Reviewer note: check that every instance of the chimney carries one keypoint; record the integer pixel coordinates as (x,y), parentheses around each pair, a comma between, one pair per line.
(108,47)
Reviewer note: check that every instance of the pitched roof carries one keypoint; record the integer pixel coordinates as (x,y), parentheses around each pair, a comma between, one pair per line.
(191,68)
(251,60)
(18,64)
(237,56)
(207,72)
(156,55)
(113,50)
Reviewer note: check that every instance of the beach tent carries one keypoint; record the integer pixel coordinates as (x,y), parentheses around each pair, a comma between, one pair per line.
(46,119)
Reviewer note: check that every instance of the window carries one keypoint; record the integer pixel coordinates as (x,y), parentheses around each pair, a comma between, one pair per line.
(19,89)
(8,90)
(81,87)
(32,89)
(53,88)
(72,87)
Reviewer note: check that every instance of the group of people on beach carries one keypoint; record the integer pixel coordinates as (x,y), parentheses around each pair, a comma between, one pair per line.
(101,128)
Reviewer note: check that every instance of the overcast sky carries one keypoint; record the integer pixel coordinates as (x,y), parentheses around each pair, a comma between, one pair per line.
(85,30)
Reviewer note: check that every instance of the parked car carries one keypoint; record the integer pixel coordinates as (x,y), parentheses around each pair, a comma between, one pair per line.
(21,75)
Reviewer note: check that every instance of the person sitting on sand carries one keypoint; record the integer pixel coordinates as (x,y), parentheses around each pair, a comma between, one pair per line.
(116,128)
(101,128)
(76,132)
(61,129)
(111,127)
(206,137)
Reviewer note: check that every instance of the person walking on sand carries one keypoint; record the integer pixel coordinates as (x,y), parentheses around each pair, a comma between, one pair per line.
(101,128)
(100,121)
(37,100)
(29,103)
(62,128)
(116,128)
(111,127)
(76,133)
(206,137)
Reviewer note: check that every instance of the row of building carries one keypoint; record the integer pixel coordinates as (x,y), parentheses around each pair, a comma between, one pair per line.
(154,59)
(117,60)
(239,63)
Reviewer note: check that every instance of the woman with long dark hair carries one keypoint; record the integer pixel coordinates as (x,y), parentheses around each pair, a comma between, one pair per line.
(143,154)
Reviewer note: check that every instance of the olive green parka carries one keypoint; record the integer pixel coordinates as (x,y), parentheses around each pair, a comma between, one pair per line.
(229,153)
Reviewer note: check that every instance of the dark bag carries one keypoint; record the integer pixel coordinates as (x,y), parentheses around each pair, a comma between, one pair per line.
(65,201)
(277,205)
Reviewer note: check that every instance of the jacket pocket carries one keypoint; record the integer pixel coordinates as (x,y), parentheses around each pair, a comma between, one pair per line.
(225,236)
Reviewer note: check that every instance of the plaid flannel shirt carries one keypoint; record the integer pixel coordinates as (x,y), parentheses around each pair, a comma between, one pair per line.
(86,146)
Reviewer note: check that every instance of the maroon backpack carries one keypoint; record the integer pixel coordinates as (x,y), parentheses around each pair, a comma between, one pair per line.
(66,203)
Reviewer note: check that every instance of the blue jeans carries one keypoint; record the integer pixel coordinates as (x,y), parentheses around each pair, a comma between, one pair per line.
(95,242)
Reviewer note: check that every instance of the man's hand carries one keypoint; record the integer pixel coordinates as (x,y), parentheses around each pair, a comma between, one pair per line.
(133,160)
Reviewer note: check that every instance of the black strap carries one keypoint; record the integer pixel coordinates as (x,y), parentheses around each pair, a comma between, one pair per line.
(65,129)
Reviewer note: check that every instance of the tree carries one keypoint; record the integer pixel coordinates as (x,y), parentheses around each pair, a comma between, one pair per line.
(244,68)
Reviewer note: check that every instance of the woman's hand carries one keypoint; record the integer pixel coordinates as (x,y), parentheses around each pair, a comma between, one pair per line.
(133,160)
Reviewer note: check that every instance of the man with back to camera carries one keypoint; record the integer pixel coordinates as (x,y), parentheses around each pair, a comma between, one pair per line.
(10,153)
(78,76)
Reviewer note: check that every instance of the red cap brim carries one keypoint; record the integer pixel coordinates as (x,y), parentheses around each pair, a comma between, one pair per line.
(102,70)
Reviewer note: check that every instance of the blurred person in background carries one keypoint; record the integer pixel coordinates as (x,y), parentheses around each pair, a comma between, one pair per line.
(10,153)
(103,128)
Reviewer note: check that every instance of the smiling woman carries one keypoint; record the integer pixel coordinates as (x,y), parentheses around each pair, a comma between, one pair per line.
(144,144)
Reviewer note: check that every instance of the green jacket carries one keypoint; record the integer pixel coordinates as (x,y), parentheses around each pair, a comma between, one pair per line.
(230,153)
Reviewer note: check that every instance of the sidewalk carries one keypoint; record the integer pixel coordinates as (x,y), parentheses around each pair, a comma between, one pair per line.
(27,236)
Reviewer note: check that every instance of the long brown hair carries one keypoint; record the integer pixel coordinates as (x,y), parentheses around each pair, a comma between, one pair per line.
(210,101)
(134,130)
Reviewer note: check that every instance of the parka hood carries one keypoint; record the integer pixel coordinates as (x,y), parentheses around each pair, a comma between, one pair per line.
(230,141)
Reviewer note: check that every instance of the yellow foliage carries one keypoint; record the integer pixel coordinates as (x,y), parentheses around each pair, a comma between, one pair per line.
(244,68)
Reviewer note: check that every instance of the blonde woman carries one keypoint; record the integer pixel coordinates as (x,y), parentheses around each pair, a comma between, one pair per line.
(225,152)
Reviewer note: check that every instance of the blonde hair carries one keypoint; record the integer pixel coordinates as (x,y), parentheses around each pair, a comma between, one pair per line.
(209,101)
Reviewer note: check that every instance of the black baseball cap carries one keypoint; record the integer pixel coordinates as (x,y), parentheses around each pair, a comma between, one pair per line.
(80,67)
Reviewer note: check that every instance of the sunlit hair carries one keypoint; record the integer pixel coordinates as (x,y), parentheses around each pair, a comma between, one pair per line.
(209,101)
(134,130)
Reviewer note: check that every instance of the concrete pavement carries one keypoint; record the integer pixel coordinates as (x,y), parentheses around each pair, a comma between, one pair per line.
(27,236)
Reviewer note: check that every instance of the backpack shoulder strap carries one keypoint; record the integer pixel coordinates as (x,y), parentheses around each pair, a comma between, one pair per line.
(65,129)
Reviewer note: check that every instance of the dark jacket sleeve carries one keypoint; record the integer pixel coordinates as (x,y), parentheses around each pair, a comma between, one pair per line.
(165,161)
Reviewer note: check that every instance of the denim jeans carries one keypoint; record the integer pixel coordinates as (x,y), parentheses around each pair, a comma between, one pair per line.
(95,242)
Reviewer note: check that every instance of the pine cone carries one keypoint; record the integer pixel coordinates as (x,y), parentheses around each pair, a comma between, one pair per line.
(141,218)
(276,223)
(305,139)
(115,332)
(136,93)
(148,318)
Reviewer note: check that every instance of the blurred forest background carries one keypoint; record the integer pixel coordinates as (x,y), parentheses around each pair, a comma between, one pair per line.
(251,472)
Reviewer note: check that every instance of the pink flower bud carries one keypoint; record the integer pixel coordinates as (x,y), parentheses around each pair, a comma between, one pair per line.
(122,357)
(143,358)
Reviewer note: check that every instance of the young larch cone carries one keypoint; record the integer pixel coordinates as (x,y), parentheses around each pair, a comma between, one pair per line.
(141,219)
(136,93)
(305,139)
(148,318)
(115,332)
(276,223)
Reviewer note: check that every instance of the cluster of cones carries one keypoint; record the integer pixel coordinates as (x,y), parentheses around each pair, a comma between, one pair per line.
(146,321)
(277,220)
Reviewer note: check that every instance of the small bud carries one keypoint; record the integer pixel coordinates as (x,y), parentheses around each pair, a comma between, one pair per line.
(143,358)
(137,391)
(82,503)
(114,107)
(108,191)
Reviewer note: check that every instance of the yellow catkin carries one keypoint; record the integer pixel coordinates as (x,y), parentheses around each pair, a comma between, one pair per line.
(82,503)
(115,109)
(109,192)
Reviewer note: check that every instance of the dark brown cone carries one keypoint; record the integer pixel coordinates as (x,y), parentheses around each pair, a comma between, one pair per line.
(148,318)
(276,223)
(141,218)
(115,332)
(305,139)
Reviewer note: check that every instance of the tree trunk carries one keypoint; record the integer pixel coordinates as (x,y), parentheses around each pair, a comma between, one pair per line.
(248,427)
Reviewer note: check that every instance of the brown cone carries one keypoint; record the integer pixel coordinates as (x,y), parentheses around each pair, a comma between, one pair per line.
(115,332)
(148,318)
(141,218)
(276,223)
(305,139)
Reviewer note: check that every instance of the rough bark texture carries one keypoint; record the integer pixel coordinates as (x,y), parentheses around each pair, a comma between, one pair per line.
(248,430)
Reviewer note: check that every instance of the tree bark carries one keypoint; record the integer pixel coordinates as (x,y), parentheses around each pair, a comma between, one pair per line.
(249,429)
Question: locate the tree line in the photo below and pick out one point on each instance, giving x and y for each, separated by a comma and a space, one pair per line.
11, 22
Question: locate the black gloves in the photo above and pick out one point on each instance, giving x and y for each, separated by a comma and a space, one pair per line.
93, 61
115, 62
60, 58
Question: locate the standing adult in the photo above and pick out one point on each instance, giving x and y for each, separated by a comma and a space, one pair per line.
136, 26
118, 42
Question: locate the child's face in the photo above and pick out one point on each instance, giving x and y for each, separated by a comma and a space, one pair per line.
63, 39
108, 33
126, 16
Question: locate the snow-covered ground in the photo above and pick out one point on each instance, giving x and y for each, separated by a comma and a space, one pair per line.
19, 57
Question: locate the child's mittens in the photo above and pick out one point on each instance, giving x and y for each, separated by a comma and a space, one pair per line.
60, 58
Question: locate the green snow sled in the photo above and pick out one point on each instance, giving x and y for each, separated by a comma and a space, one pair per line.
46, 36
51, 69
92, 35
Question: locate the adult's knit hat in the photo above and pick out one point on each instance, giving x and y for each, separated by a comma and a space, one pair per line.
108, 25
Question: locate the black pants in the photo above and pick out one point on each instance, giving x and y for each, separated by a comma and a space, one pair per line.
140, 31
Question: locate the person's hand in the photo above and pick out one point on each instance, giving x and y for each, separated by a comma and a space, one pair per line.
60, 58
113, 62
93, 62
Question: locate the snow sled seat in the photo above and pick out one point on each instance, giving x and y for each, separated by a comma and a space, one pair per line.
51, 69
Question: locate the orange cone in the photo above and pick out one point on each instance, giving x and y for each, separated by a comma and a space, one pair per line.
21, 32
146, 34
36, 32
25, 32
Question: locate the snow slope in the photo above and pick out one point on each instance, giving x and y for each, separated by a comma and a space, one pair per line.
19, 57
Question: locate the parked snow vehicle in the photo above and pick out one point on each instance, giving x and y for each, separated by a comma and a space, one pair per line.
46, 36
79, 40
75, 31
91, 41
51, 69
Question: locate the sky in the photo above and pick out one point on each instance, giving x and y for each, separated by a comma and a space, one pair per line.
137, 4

____________

Taking the line with "Question: locate the green" as the start and the last line of the data above as the end, write out those two lines and every line between them exactly, and only those.

Question: locate the green snow sled in the photo above and pick out one point on each instance, giving x and y for each, separated by a comma and a space, one pair per line.
46, 36
51, 69
92, 35
Question: locate the adult's knit hat in the photo above and pick out one point on each instance, giving x and y for each, separated by a comma and a space, one pair per line.
108, 25
Question: locate the black pants in the photo above and pick out one point on each instance, giving x and y for each, separated by a comma and a space, one pair per line.
140, 31
Question: locate the person's hand in the photo above and pick out one point on each instance, giving x and y for each, separated by a comma and a space, one pair per line.
60, 58
113, 62
93, 62
Question: locate the snow sled seat in the photo above and pick out one point on each instance, giving x and y for each, separated by a comma and a space, one pair per line.
51, 69
Question: locate the orange cone in the photo above and pick out one point on each instance, giving x and y for each, separated by a comma and a space, one pair per line.
21, 32
146, 34
36, 32
25, 32
Question: locate the snow slope in the photo above and pick out one point on each instance, giving x and y for each, separated by a comma and a space, one pair per line.
19, 57
Question: locate the parked snow vehicle in the photo above and pick out one point on each instance, giving x and y for each, separated by a comma and a space, one pair per line.
46, 36
79, 40
75, 31
91, 41
51, 69
Question: locate the sky in the photo above and pick out one point on each instance, giving x and y for each, separated by a comma and a space, one pair per line.
137, 4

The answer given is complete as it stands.